Instructions for the task: Extract every entry word for word. Skip the pictures.

Material to process:
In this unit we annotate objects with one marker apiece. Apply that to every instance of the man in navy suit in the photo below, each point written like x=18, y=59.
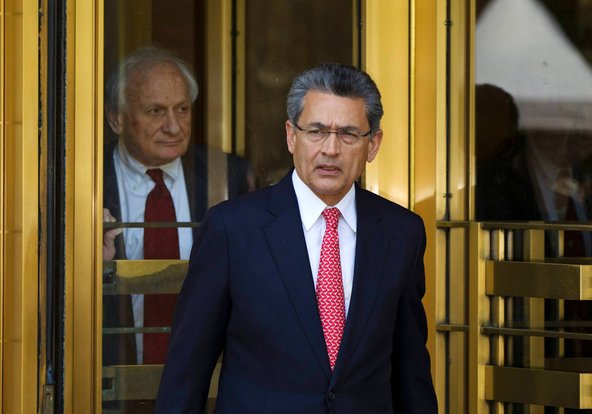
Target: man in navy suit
x=149, y=99
x=252, y=291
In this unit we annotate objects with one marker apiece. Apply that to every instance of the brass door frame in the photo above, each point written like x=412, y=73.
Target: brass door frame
x=19, y=201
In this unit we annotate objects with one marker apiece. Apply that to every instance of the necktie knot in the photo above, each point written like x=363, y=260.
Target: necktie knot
x=331, y=217
x=157, y=176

Task output:
In this unit we annotate objects with one marker apiece. Apply that to every instance of the man in navy suit in the photo below, each point written like x=18, y=59.
Target: man in navy suit
x=149, y=99
x=252, y=291
In this unit we annotate objects with one marker apiece. Apply that to every instance of the brass door frame in the photo above, each point written like x=412, y=73.
Target: brass door frame
x=19, y=201
In this unit we annotate objects with one marker apiece. Apply that to every instance of the necktie knot in the photo above, each point written like x=363, y=260.
Target: necktie knot
x=331, y=217
x=157, y=176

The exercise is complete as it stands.